Task brief ->
Could you quote, exactly as they stand, the lines running from the one with "Practice step: put a point on each instance of the printed" to the final line of the material?
[start of Stored rows]
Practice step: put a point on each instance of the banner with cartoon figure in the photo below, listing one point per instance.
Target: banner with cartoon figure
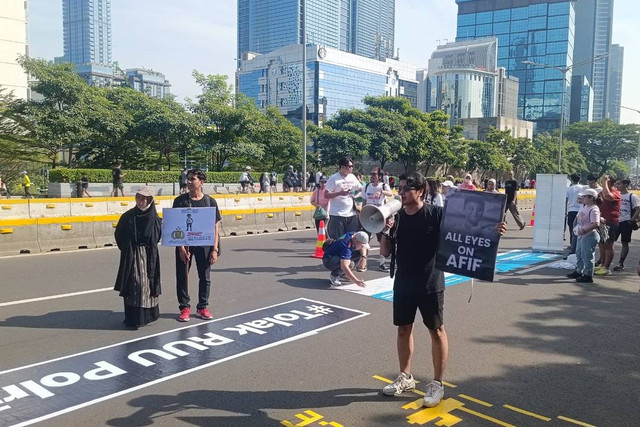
(188, 226)
(468, 237)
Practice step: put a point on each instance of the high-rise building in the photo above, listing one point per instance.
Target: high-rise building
(363, 27)
(581, 99)
(540, 31)
(13, 42)
(614, 86)
(336, 80)
(594, 19)
(87, 39)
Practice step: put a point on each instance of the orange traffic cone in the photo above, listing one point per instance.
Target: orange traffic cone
(321, 239)
(533, 216)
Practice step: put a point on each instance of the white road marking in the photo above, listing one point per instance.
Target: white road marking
(73, 294)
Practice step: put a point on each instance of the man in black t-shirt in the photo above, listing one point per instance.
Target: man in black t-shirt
(205, 256)
(511, 190)
(418, 284)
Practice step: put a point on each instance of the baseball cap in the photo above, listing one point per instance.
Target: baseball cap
(363, 238)
(589, 192)
(146, 191)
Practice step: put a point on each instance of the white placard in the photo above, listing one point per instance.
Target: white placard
(550, 207)
(188, 226)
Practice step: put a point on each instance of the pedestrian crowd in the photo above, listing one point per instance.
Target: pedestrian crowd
(597, 214)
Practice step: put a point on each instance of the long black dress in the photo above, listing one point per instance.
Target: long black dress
(137, 235)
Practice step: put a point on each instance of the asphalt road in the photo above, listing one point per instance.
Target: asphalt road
(530, 349)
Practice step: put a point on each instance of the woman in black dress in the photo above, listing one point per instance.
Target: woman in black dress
(137, 235)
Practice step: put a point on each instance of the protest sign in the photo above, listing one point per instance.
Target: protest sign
(188, 226)
(468, 237)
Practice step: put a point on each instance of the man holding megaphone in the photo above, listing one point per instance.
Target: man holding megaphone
(412, 237)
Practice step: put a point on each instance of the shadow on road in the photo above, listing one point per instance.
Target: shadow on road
(77, 319)
(250, 407)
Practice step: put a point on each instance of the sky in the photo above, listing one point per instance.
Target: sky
(176, 37)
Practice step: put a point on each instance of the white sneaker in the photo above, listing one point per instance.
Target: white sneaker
(403, 383)
(335, 280)
(434, 394)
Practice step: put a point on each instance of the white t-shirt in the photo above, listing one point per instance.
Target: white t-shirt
(629, 201)
(373, 194)
(342, 205)
(572, 195)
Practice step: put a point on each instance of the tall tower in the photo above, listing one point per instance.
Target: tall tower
(87, 39)
(540, 31)
(363, 27)
(13, 42)
(87, 31)
(614, 86)
(594, 19)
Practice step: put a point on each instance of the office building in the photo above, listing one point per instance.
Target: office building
(464, 81)
(594, 20)
(13, 43)
(335, 80)
(363, 27)
(150, 82)
(614, 82)
(582, 99)
(540, 31)
(87, 39)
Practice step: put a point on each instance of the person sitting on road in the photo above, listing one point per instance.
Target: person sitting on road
(343, 254)
(246, 179)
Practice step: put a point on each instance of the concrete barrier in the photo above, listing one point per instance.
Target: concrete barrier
(48, 208)
(57, 234)
(299, 217)
(18, 236)
(92, 206)
(270, 220)
(240, 221)
(104, 227)
(14, 209)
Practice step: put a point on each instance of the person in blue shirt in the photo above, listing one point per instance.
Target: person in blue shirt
(343, 254)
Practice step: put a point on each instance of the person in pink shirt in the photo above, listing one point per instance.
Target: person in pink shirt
(468, 183)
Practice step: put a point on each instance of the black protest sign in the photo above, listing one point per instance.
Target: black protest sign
(468, 237)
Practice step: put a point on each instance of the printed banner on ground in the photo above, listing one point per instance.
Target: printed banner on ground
(188, 226)
(468, 237)
(41, 391)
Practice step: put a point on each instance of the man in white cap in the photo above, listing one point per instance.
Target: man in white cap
(246, 179)
(343, 254)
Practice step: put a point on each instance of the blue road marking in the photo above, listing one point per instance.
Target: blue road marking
(506, 262)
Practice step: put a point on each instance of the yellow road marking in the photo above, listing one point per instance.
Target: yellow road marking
(383, 379)
(571, 420)
(478, 401)
(531, 414)
(485, 417)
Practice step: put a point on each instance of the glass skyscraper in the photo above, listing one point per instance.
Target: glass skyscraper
(363, 27)
(540, 31)
(87, 32)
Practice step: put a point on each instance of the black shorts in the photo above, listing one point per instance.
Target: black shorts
(625, 229)
(614, 232)
(431, 307)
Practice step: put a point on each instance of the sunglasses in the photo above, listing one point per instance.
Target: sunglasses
(405, 188)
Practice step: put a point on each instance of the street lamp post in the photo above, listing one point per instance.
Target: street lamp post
(564, 71)
(638, 154)
(304, 95)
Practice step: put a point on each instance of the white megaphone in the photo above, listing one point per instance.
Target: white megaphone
(374, 218)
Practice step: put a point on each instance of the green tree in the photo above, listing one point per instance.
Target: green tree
(224, 119)
(603, 142)
(547, 161)
(279, 139)
(59, 121)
[end of Stored rows]
Solution for this problem ->
Practice step: put a point on each instance of the printed banner on ground in the photo above, listing one point per instance.
Target: printed banner on ground
(188, 226)
(468, 237)
(41, 391)
Practice step: put a point on each instance of the man in white cap in the photo above, listing one point per instance.
Target: man in white cap
(246, 179)
(343, 254)
Practice step: put a point on each instance of the blue road marking in the photo above, listing one point per instance.
Target: blue road marking
(506, 262)
Practice step: put a point on each instance of the yellow road marking in the photo above, listing one point per instance.
Target: yellow road marking
(383, 379)
(571, 420)
(478, 401)
(531, 414)
(485, 417)
Practice step: put a point on each instance of the glass skyscraper in the photo above, listing one point per instance.
Target: glass skyscraper
(363, 27)
(540, 31)
(87, 32)
Practice step: put a point on each instance of the black shorts in the photo above, listing one point per instance.
Target: black shorts
(625, 229)
(614, 232)
(431, 307)
Practice step: put a point on each instance of the sunglasses in the photo above, listing one point per instance.
Target: sunglasses
(405, 188)
Practice step: put a point on each instance of the street lamp post in the photo above, listing one point per instance.
Target: street lamp post
(564, 71)
(638, 154)
(304, 95)
Practice step: put a point on each instance of the white megaphone in the photo above, listing one point per instance.
Target: white megaphone
(374, 218)
Practice step: put a point on each instance of the green tree in the photo above, listing one point per instance.
Target: green tree
(224, 119)
(603, 142)
(547, 161)
(279, 139)
(59, 121)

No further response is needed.